ACTIONS TO TAKE =
A: In the forum post, what tips does the Meisterschaft full stainless exhaust system feature?
B: Turn the lines of the listing into a Markdown table with the columns Row and Line, starting with the line containing "Do you see any blurred forest" and going on through the line containing "[291,213,306,228]". Number each row and leave out blank lines.

# UPDATE! mindlessmark07's Alpine White F10 M5 | Mod Bug Bites Again!



## eas (Jan 7, 2009)

After having us install the first round of modifications on his Alpine White M5, M5Post member mindlessmark07 returned to our shop for some finishing touches. Wanting the loudest and most aggressive exhaust on the market, we installed the Meisterschaft full stainless system featuring quad 102mm tips. To match his carbon fiber rear diffuser we installed the new RKP carbon fiber lip, which elegantly flows with the stock bumper lines. 21" 3-piece Morr wheels combined with the H&R sport springs give this F10 it's ultra sporty stance. While this M5 stays true to clean styling, it still catches the attention of enthusiasts wherever it goes - just this weekend it got best in show at the San Diego Targa Trohpy. Enjoy.










*Modifications*
3D Design Carbon Fiber Rear Diffuser
H&R Sport Springs
IND Painted Cosmetic Package (Kidney Grilles, Side Vent Grilles, Reflectors & M5 Badge)

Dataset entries
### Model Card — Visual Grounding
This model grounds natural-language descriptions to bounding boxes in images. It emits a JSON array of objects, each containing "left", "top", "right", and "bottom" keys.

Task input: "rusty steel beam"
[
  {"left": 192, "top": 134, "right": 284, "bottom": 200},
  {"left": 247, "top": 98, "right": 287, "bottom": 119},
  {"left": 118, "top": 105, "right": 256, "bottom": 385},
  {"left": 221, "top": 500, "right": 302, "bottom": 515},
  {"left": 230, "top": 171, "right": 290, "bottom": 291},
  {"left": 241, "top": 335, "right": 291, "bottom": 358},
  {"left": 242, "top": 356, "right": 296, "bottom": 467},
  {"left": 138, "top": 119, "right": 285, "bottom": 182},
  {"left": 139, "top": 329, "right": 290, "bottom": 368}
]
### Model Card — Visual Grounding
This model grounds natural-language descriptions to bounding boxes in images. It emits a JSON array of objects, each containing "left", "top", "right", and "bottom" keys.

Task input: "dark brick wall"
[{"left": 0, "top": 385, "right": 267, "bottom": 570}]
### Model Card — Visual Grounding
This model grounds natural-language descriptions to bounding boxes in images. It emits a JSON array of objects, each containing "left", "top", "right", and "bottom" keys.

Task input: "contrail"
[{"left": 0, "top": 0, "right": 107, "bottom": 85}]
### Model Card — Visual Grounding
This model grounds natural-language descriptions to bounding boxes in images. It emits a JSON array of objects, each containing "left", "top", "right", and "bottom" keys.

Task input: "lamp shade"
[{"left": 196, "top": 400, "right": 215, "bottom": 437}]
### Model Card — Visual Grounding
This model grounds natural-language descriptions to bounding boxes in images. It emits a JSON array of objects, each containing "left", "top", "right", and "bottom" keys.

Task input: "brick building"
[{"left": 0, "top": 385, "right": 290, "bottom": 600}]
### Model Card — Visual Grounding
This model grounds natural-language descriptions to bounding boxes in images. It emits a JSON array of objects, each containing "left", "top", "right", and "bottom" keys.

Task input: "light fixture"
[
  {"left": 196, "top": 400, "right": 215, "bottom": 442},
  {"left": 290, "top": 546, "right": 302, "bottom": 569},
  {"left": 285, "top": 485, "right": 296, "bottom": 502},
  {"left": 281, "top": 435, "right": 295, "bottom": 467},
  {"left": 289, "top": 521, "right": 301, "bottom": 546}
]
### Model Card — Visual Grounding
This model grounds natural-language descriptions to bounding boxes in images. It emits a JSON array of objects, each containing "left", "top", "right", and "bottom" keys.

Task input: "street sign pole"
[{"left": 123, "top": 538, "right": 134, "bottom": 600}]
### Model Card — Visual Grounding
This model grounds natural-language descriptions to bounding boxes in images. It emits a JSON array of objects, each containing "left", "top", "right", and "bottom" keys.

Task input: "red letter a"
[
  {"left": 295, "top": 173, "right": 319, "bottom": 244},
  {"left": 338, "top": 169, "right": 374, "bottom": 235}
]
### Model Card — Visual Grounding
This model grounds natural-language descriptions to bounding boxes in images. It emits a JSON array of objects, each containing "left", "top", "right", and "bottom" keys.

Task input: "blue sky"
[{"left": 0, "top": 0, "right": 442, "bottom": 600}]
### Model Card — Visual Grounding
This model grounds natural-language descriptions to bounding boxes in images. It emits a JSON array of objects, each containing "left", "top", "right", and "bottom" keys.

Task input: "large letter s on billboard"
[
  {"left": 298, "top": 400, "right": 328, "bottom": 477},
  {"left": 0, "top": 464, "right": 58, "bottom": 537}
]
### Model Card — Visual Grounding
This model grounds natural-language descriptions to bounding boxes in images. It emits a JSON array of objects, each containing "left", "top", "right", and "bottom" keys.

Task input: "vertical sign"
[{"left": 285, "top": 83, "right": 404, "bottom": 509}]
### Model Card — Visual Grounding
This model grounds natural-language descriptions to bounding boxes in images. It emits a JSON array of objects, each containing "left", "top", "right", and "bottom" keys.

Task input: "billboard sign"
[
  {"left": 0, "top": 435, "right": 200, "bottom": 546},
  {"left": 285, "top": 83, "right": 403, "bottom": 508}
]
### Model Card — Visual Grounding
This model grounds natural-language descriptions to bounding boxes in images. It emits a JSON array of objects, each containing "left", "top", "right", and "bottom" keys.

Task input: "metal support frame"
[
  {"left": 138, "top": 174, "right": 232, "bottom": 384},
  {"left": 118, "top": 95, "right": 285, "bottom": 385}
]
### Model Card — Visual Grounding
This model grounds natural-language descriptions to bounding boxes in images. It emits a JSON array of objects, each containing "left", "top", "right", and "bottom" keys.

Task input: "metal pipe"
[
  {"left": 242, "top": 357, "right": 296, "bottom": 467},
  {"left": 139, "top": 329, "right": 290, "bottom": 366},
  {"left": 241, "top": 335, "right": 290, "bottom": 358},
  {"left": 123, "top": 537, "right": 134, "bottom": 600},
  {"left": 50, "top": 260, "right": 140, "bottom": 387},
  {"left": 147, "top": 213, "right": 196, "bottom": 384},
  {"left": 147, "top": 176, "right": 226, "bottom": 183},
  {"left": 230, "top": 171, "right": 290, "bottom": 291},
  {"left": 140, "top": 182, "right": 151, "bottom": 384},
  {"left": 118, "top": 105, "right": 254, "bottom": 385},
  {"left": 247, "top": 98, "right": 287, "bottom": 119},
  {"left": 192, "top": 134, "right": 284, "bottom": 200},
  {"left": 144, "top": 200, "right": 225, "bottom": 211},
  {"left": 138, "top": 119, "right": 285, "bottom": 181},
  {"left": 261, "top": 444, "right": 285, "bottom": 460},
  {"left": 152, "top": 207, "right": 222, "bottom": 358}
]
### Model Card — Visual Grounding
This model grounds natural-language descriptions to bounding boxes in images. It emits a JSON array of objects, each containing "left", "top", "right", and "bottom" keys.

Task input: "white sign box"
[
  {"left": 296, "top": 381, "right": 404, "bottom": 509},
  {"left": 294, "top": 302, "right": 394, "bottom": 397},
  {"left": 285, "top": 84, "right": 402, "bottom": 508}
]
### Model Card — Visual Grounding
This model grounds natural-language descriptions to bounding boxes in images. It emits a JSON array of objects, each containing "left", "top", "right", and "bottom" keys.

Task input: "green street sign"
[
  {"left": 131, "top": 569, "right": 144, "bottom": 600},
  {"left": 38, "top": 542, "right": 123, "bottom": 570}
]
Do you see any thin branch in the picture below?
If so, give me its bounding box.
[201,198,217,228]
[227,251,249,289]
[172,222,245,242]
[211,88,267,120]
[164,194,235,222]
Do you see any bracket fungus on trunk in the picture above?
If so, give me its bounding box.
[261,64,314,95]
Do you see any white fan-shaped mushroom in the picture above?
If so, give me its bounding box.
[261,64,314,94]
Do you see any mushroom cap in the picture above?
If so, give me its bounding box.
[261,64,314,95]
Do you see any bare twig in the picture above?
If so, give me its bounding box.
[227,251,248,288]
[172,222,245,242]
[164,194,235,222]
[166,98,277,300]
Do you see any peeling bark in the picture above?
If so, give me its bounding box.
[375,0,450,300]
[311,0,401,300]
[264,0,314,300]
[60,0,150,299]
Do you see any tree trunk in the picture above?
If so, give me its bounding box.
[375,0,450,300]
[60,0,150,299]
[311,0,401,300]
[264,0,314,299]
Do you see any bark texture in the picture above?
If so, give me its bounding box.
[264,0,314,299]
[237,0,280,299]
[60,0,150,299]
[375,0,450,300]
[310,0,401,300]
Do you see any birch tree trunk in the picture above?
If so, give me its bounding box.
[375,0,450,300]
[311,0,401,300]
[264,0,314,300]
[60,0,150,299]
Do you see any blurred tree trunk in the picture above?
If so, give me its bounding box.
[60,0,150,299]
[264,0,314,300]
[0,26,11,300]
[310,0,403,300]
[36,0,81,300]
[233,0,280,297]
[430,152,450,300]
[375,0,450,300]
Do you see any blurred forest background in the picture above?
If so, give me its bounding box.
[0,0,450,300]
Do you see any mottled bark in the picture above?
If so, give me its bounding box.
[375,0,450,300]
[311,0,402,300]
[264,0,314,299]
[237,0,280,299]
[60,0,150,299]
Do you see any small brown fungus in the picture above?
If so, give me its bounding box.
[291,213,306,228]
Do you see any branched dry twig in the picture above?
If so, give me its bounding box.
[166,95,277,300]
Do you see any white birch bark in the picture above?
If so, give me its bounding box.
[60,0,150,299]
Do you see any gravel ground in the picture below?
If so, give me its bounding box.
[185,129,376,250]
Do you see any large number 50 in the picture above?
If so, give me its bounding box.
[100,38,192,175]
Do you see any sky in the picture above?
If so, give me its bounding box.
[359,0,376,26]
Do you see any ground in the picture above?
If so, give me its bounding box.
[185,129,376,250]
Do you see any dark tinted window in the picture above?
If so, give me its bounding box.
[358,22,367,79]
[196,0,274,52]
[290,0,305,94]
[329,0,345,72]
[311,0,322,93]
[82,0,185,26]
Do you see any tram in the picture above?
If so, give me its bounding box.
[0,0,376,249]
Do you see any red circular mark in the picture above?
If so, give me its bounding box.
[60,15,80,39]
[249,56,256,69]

ANSWER LIST =
A: Quad 102mm tips.

B:
| Row | Line |
|---|---|
| 1 | Do you see any blurred forest background in the picture above? |
| 2 | If so, give me its bounding box. |
| 3 | [0,0,450,300] |
| 4 | Do you see any mottled bark in the picture above? |
| 5 | If so, give me its bounding box. |
| 6 | [375,0,450,300] |
| 7 | [311,0,402,300] |
| 8 | [264,0,314,299] |
| 9 | [237,0,280,299] |
| 10 | [60,0,150,299] |
| 11 | Do you see any small brown fungus in the picture above? |
| 12 | If so, give me its bounding box. |
| 13 | [291,213,306,228] |